- Text segment
──────────
“If you aren’t destroying your enemies, it’s because you have been conquered and assimilated, you do not even have an idea of who your enemies are. You have been brainwashed into believing you are your own enemy, and you are set against yourself. The enemy is laughing at you as you tear yourself to pieces. That is the most effective warfare an enemy can launch on his foes: confounding them.”
The past year, those two traumatic events, the rape and baby left me with severe depression and non existent self worth. Well, not so much baby, but the rape destroyed my self esteem and confidence. It made me hate myself, I couldn’t bear to look in the mirror and see this weak, shaken and pathetic person staring back at me.
I am a diabetic and in the past I have been known to omit insulin sometimes, if I was depressed, anxious or just going through a bad time. That is a common way for diabetics to lose weight, although a highly dangerous one. For me it was more about being in control of something, but also to a degree, a punishment I guess, I was in a bad way.
──────────
- Recorded data

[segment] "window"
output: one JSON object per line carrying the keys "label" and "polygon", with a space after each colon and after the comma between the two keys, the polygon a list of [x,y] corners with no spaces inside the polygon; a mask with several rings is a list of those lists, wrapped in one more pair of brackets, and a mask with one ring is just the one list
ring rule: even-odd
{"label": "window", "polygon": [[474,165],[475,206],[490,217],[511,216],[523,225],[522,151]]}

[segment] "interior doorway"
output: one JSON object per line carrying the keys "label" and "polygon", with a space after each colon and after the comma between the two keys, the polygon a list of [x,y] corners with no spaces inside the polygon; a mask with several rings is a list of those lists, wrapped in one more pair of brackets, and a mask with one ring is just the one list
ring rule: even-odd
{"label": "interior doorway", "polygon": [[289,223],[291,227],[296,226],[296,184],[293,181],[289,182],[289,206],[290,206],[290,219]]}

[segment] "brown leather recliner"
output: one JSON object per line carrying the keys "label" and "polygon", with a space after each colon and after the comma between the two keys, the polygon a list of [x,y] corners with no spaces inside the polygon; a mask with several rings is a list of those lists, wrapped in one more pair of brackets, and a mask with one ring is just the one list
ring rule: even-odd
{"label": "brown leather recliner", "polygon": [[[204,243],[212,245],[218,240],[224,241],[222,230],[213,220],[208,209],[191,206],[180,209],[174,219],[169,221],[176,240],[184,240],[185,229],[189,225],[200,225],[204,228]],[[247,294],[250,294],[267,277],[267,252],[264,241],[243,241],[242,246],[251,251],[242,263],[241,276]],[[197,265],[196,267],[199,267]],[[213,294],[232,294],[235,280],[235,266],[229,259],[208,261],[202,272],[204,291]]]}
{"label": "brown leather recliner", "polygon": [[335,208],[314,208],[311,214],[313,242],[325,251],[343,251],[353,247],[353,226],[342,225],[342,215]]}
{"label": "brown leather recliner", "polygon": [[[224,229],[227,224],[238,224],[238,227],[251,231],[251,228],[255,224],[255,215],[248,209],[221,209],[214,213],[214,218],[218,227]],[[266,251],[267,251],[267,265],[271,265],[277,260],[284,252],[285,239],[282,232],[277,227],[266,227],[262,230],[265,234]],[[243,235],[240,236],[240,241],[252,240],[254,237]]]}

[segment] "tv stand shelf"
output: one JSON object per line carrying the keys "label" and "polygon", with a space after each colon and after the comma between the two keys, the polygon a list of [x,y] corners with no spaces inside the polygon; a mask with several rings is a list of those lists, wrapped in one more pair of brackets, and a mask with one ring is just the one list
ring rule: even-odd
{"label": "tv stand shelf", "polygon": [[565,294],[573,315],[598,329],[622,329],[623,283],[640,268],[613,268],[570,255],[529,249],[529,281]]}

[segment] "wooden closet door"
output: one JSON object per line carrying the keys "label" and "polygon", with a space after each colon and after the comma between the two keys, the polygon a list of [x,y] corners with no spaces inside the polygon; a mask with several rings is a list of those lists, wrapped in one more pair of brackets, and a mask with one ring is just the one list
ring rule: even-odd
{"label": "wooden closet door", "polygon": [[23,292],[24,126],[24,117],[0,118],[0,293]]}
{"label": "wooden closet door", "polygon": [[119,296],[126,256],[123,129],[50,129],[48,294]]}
──────────
- To do
Carry on the personal account of depression and skipping insulin, picking up right after its last sentence. The data has nothing to do with the text.

- Solved problem
After forcing myself to confront the rape and how I was feeling, because god damn I ignored it for so long, well, I grew to hate myself. I questioned why he did it and convinced myself it was down to me, somehow.
I wasn’t good enough, I wasn’t strong enough, I wasn’t smart enough, I wasn’t pretty enough for him, I was a time waster, I didn’t make things readily available for him, I was selfish, I was horrible, I was a waste of time, effort and energy, basically what a complete sack of shit I must be, right.
I was none of those things, but, the rape being done by someone I loved, I ended up convincing myself of all of those things. I pounded them into my head until I believed them with ease.
So I’m sure you can imagine that it was with relative ease that I managed to take it further.
You’re fat, Catherine. You look like shit. Bags under your eyes and awful skin. You’re disgusting. You’re ugly as sin.
See he used to tell me I was beautiful daily, but he did what he did so suddenly every compliment he ever gave me seemed, untrustworthy and untruthful.
I decided to go low carb. I lost a stone and felt great. I joined the gym and although I felt vulnerable suddenly surrounded by men (never like that before the rape), I could see it was a positive thing to be doing. I felt better about myself. It was nice.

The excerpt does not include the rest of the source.